→ WHAT TO DO:
How many lines in the items below contain the word "wooden"? Reply with the number only.

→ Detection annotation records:
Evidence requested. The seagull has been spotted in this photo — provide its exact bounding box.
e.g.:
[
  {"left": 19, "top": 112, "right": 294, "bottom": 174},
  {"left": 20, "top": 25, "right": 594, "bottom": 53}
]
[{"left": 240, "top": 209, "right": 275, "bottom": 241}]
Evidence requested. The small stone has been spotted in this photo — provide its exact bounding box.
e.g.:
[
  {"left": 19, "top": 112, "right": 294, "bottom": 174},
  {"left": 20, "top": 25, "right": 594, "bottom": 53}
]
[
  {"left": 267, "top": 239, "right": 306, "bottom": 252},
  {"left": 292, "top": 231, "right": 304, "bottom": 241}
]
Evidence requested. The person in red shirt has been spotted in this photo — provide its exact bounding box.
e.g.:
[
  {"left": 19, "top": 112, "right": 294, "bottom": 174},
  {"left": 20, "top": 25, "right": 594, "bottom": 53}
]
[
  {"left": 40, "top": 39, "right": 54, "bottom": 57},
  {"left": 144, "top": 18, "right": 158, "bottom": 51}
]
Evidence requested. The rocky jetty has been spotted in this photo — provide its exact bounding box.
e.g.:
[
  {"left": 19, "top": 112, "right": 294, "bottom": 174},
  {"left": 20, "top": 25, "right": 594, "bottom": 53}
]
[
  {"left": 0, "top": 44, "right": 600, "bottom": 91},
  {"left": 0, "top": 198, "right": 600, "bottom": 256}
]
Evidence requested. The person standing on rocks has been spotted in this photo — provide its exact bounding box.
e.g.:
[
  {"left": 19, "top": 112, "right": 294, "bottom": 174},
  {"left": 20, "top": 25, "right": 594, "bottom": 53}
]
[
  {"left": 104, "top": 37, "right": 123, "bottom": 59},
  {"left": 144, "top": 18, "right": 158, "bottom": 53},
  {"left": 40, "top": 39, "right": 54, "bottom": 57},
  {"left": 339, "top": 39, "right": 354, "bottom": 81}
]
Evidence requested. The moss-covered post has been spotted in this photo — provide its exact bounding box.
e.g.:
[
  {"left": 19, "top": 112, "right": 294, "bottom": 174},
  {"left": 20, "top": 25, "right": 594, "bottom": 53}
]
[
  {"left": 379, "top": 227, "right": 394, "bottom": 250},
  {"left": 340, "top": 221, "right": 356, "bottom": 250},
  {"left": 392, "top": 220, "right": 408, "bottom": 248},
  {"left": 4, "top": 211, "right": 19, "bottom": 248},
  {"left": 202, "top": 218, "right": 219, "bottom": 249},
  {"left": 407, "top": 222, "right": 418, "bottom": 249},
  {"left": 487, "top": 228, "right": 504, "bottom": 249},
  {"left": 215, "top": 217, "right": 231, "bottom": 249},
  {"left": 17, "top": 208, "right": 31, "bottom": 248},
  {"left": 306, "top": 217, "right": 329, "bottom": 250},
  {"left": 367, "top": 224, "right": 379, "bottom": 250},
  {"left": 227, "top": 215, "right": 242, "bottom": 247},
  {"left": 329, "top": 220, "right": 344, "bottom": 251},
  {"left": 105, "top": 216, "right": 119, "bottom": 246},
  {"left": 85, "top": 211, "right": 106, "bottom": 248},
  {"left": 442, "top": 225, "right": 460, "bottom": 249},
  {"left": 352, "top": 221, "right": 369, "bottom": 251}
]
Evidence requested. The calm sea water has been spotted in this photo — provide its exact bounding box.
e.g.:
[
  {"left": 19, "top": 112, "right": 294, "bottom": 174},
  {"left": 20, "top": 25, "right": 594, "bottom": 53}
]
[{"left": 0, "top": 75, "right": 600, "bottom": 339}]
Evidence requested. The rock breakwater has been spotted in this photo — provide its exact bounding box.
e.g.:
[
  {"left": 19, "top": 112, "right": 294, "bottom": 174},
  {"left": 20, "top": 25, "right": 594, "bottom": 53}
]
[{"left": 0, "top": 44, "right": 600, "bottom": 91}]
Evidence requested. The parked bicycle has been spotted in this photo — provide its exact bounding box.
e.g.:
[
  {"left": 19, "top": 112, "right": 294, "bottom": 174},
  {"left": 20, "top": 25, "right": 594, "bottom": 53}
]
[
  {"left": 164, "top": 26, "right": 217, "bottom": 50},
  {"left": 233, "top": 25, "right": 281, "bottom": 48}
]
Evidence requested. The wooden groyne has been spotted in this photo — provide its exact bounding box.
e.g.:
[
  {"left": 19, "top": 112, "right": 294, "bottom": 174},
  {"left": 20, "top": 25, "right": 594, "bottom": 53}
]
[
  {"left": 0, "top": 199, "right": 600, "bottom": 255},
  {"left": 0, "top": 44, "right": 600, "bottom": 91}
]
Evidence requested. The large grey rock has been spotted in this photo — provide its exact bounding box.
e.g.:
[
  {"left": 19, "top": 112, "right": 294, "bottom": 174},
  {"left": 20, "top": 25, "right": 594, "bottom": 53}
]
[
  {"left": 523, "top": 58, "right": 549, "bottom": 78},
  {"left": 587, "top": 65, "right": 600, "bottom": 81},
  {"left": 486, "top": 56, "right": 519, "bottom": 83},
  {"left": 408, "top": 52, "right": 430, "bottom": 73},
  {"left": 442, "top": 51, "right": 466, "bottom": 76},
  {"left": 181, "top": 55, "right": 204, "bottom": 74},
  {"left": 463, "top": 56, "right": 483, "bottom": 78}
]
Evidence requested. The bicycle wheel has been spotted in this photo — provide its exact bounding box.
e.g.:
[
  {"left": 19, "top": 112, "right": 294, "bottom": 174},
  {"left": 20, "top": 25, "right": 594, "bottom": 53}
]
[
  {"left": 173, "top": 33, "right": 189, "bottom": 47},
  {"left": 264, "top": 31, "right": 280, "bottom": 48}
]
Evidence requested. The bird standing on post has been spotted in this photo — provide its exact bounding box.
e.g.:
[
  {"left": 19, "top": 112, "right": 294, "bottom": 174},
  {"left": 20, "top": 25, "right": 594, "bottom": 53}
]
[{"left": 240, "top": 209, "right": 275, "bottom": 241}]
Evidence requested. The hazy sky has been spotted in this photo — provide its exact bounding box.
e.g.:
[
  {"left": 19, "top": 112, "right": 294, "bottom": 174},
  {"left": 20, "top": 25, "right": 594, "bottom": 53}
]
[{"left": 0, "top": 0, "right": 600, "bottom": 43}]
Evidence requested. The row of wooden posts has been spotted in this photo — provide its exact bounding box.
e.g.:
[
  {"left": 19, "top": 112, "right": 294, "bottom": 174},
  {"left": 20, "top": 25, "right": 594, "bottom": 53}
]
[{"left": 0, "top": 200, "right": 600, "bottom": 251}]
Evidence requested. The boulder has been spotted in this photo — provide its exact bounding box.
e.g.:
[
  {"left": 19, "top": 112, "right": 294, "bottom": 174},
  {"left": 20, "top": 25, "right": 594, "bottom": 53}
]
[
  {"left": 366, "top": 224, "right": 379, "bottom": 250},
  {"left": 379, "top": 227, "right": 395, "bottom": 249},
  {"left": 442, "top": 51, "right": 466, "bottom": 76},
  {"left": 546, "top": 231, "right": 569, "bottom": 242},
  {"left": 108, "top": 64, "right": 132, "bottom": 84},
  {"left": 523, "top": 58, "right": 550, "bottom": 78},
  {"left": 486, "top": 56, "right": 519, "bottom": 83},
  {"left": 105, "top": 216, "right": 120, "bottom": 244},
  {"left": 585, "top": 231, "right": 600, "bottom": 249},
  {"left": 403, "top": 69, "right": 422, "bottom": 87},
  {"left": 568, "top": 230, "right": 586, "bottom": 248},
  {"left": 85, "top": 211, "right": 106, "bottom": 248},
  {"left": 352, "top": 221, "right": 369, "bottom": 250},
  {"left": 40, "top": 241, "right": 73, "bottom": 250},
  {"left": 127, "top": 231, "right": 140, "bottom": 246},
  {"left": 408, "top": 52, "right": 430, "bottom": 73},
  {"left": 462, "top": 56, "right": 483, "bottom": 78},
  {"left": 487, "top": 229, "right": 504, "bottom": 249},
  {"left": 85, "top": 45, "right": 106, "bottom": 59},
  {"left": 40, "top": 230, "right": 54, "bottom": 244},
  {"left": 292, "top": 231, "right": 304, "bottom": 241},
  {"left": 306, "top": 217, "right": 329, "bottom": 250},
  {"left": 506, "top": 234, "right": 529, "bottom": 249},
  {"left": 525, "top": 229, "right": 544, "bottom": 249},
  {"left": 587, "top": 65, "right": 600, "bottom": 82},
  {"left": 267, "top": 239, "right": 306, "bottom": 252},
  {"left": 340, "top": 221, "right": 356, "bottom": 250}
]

→ WRITTEN ANSWER:
2